>>

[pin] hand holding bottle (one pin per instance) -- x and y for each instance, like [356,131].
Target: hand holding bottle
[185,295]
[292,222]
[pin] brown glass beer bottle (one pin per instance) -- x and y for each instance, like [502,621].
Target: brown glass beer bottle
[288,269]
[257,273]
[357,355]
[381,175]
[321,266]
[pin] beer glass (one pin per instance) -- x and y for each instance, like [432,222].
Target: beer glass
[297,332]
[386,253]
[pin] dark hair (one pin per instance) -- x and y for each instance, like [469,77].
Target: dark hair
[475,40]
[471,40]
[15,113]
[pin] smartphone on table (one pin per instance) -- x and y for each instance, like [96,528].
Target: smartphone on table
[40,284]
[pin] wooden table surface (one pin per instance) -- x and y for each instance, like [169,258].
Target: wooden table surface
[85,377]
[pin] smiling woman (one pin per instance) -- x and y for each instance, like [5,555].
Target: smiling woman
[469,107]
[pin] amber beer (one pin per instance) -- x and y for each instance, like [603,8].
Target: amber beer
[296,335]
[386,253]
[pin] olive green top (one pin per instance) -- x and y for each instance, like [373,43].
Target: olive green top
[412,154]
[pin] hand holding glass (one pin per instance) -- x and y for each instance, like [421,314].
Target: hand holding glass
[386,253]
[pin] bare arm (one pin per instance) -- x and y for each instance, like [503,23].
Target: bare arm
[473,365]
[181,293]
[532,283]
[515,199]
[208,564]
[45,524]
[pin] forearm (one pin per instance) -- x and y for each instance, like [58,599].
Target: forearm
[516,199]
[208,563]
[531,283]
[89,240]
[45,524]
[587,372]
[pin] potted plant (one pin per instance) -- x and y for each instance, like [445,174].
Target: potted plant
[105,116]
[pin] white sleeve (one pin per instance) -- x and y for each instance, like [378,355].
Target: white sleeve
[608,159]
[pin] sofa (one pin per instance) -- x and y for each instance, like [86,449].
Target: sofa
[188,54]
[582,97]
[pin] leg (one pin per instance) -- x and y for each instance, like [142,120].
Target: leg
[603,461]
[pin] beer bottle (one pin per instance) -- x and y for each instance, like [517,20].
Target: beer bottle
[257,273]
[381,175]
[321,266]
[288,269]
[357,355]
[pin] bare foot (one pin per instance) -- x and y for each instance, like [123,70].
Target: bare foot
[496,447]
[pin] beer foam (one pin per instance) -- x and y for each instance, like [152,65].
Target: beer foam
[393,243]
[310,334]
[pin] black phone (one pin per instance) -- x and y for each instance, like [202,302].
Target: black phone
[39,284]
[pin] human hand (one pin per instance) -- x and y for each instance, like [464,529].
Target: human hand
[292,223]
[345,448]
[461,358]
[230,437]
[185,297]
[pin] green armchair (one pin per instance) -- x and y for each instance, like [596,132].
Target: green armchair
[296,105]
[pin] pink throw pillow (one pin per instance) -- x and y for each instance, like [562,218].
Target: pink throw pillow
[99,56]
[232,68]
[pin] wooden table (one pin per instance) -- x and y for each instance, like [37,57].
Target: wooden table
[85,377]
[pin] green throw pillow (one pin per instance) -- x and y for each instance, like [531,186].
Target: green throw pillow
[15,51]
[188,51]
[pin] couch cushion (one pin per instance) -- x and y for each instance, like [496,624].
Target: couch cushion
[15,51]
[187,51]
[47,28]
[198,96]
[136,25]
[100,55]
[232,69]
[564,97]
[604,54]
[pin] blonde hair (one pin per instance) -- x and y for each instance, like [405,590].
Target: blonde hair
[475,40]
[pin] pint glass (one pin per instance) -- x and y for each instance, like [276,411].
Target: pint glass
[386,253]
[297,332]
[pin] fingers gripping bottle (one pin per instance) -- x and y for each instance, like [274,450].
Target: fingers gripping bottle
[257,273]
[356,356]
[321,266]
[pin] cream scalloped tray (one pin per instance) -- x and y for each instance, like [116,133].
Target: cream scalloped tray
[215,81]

<<

What needs to be done:
Going back to the entries above, set down exactly the lines that begin at the one with "[pin] potted plant" and end at the one with "[pin] wooden table (one", both included, and nothing else.

Reply to the task:
[pin] potted plant (one pin per instance) -- x and y for each instance, like [445,174].
Target: potted plant
[105,116]
[pin] white sleeve (one pin per instance) -- x and y for each instance, like [378,355].
Target: white sleeve
[608,159]
[pin] sofa (one pin per instance) -- x and y for each instance, like [86,449].
Target: sofa
[188,54]
[582,97]
[pin] leg (one pin per instance) -- x and y for each instance, like [142,120].
Target: leg
[603,461]
[pin] beer bottle (one pin per instance) -- x and y for each instance, like [517,20].
Target: beer bottle
[257,273]
[381,175]
[321,266]
[288,269]
[357,355]
[pin] bare foot (one pin per instance) -- x and y for each instance, like [123,70].
Target: bare foot
[496,447]
[pin] beer foam (one pin per instance) -- x and y for each instance, like [152,65].
Target: beer foam
[393,243]
[310,334]
[pin] black phone (one pin per instance) -- x and y for each instance, like [202,302].
Target: black phone
[39,284]
[pin] human hand (one pin per instance) -- x and y for each instance, like [464,529].
Target: human hand
[292,223]
[345,448]
[461,358]
[230,437]
[185,297]
[pin] green armchair (one pin per instance) -- x and y for each instance, like [596,132].
Target: green armchair
[296,105]
[pin] pink throw pillow (one pin per instance) -- x and y for each instance, like [562,218].
Target: pink throw pillow
[99,56]
[232,68]
[pin] wooden table (one pin per instance) -- x and y for each instance, like [37,57].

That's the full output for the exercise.